__Brief__
Extract the full listing below without altering a single character.

__Data to process__

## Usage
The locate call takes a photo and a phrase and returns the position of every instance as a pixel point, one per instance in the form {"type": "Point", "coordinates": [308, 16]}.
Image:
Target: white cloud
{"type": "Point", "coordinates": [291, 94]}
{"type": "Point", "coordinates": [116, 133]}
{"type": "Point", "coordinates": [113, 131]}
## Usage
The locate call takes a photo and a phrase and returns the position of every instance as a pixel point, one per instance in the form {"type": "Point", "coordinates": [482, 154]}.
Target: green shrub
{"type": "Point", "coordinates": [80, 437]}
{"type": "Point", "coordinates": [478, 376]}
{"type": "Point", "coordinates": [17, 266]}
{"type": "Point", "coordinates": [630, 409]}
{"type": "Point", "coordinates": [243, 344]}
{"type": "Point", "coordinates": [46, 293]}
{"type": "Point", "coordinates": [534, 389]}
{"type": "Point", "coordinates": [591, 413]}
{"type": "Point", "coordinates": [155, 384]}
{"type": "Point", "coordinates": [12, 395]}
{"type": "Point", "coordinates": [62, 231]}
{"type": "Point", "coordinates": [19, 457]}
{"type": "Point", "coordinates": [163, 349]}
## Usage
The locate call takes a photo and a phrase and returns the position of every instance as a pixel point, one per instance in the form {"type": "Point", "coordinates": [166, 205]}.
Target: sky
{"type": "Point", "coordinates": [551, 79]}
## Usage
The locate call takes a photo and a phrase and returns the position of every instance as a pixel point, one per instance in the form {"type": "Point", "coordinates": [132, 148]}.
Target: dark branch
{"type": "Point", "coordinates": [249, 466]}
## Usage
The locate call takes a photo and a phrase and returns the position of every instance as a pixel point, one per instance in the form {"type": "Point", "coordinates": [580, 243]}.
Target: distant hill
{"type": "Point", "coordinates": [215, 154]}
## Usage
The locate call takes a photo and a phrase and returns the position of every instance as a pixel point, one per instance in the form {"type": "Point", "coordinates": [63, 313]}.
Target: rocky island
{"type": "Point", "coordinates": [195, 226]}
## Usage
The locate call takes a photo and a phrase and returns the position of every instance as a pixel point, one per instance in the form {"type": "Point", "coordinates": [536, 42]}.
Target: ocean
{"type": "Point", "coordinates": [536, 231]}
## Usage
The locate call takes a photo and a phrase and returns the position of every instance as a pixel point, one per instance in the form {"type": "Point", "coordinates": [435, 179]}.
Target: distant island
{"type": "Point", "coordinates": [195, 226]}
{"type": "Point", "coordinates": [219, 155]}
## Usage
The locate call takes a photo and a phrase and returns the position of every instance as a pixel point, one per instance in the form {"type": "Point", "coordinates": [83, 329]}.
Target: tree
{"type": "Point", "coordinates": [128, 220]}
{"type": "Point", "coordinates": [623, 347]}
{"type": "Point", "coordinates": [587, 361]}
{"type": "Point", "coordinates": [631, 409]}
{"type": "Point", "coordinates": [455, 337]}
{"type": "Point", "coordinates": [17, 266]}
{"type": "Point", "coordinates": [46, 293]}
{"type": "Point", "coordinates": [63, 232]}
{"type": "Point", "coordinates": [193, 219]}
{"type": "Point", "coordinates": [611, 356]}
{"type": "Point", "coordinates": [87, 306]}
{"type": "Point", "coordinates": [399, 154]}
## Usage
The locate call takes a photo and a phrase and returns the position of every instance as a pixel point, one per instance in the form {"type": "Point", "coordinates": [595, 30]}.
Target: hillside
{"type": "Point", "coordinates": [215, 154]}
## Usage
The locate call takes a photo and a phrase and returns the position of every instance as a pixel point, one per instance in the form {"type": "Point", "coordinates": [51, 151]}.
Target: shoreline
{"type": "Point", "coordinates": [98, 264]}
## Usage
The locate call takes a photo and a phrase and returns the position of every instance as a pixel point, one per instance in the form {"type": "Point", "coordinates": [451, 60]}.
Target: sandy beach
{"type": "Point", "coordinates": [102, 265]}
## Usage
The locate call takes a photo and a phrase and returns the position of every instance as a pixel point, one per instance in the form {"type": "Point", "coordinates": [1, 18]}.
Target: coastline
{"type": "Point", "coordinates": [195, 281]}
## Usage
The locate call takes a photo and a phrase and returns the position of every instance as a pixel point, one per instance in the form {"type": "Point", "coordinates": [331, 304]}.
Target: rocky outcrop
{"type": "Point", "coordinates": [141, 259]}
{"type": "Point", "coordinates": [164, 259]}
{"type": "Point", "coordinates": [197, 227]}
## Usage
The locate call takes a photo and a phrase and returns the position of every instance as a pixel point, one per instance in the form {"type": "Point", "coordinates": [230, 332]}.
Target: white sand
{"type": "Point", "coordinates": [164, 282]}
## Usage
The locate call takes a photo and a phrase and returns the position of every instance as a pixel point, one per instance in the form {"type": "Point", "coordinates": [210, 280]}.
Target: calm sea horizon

__Solution to this task__
## Usage
The locate call takes a photo and a phrase and returns the position of every instance as a pixel point, one per instance in the form {"type": "Point", "coordinates": [308, 16]}.
Image:
Target: white cloud
{"type": "Point", "coordinates": [291, 94]}
{"type": "Point", "coordinates": [116, 133]}
{"type": "Point", "coordinates": [113, 131]}
## Usage
The locate call takes a photo and a phrase and returns the position of every instance as a pixel point, one per instance in the form {"type": "Point", "coordinates": [482, 154]}.
Target: green shrub
{"type": "Point", "coordinates": [80, 437]}
{"type": "Point", "coordinates": [478, 376]}
{"type": "Point", "coordinates": [17, 266]}
{"type": "Point", "coordinates": [630, 409]}
{"type": "Point", "coordinates": [243, 344]}
{"type": "Point", "coordinates": [46, 293]}
{"type": "Point", "coordinates": [534, 389]}
{"type": "Point", "coordinates": [591, 413]}
{"type": "Point", "coordinates": [155, 384]}
{"type": "Point", "coordinates": [12, 395]}
{"type": "Point", "coordinates": [62, 231]}
{"type": "Point", "coordinates": [19, 457]}
{"type": "Point", "coordinates": [163, 349]}
## Usage
The locate call takes a photo and a phrase and returns the position of every instance as a pixel point, one per instance in the form {"type": "Point", "coordinates": [166, 205]}.
Target: sky
{"type": "Point", "coordinates": [551, 79]}
## Usage
The locate call takes a photo and a phrase and returns the position of every instance as a pixel point, one per instance in the form {"type": "Point", "coordinates": [132, 148]}.
Target: dark branch
{"type": "Point", "coordinates": [249, 466]}
## Usage
The locate call takes a photo and a phrase and returns the position of every instance as a pixel point, one per instance in the form {"type": "Point", "coordinates": [580, 243]}.
Target: distant hill
{"type": "Point", "coordinates": [215, 154]}
## Usage
The locate call takes a photo and a phrase and returns the position of every instance as a pixel point, one per instance in the form {"type": "Point", "coordinates": [63, 313]}.
Target: rocky island
{"type": "Point", "coordinates": [195, 226]}
## Usage
The locate call takes a photo and a phrase and returns the position of every instance as a pixel point, one per instance in the form {"type": "Point", "coordinates": [536, 42]}.
Target: ocean
{"type": "Point", "coordinates": [536, 231]}
## Usage
The locate call takes a photo and a phrase and returns the position of every instance as a pixel point, one per instance in the form {"type": "Point", "coordinates": [435, 179]}.
Target: distant island
{"type": "Point", "coordinates": [195, 226]}
{"type": "Point", "coordinates": [219, 155]}
## Usage
The locate call takes a photo and a phrase and returns the position of every instance as a pixel point, one per instance in the form {"type": "Point", "coordinates": [83, 329]}.
Target: tree
{"type": "Point", "coordinates": [128, 220]}
{"type": "Point", "coordinates": [623, 347]}
{"type": "Point", "coordinates": [587, 361]}
{"type": "Point", "coordinates": [631, 409]}
{"type": "Point", "coordinates": [455, 337]}
{"type": "Point", "coordinates": [17, 266]}
{"type": "Point", "coordinates": [46, 293]}
{"type": "Point", "coordinates": [63, 232]}
{"type": "Point", "coordinates": [193, 219]}
{"type": "Point", "coordinates": [611, 356]}
{"type": "Point", "coordinates": [87, 306]}
{"type": "Point", "coordinates": [399, 154]}
## Usage
The locate call takes a photo and a phrase and returns the position of every instance as a pixel point, one per instance in the form {"type": "Point", "coordinates": [595, 30]}.
Target: hillside
{"type": "Point", "coordinates": [215, 154]}
## Usage
The locate call takes a photo and a phrase and returns the position of every instance as a pixel point, one per instance in the form {"type": "Point", "coordinates": [51, 151]}.
Target: shoreline
{"type": "Point", "coordinates": [98, 264]}
## Usage
The locate call takes a photo and a phrase and returns the position of every instance as a pixel point, one per instance in the form {"type": "Point", "coordinates": [451, 60]}.
Target: sandy beach
{"type": "Point", "coordinates": [102, 265]}
## Usage
The locate call takes a photo and a phrase and returns the position of every instance as a pixel point, one per instance in the form {"type": "Point", "coordinates": [1, 18]}.
Target: coastline
{"type": "Point", "coordinates": [195, 281]}
## Usage
The locate call takes a photo and a phrase and returns the position of every instance as a pixel point, one per instance in the form {"type": "Point", "coordinates": [331, 304]}.
Target: rocky outcrop
{"type": "Point", "coordinates": [141, 259]}
{"type": "Point", "coordinates": [164, 259]}
{"type": "Point", "coordinates": [197, 227]}
## Usage
The locate call takes a photo and a phrase and returns the position of every instance as a pixel point, one per instance in the form {"type": "Point", "coordinates": [230, 332]}.
Target: white sand
{"type": "Point", "coordinates": [164, 282]}
## Usage
The locate call takes a photo and a phrase and returns the position of every instance as a pixel point, one per instance in the form {"type": "Point", "coordinates": [210, 280]}.
Target: calm sea horizon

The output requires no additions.